**EXERCISE**
The word "instance" appears in some lines of the entries. Say how many, and give nothing but the number.

**DATA FOR PROCESSING**
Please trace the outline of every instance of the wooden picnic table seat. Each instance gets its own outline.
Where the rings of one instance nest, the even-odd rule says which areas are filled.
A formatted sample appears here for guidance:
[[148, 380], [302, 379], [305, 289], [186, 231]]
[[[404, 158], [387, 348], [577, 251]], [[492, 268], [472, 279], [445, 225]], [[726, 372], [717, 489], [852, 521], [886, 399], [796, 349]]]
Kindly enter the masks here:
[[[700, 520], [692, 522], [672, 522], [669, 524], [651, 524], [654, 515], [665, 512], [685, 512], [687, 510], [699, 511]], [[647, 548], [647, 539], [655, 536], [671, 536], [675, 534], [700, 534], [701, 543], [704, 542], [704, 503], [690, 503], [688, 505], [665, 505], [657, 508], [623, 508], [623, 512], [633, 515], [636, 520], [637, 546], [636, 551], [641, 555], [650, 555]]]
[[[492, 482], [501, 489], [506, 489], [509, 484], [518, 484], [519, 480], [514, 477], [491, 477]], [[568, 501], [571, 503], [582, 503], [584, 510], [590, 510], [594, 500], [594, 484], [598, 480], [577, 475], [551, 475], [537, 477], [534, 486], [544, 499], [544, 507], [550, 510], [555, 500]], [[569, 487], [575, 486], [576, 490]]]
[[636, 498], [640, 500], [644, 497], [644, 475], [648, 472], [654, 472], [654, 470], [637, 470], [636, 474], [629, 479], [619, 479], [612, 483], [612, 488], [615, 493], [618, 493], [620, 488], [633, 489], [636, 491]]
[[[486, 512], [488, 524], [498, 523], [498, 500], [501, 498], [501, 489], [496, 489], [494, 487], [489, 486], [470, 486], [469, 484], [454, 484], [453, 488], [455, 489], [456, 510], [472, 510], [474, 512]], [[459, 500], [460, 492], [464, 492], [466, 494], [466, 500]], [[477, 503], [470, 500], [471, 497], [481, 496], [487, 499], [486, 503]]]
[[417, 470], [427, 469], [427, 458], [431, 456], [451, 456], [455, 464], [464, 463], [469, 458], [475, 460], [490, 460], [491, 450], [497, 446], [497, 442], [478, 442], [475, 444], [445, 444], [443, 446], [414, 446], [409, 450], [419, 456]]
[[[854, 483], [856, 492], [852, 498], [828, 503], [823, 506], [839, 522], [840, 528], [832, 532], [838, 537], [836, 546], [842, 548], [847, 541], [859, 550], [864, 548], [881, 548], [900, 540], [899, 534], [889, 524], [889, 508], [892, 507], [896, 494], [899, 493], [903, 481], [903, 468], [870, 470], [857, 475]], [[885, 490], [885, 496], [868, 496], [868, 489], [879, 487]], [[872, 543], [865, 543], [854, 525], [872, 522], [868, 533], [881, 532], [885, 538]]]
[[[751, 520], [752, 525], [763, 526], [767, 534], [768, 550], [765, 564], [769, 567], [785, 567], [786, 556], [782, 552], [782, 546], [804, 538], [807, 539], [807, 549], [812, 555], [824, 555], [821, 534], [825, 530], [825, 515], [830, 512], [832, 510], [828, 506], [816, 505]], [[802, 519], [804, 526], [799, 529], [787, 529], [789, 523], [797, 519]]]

**WRITTEN SOLUTION**
2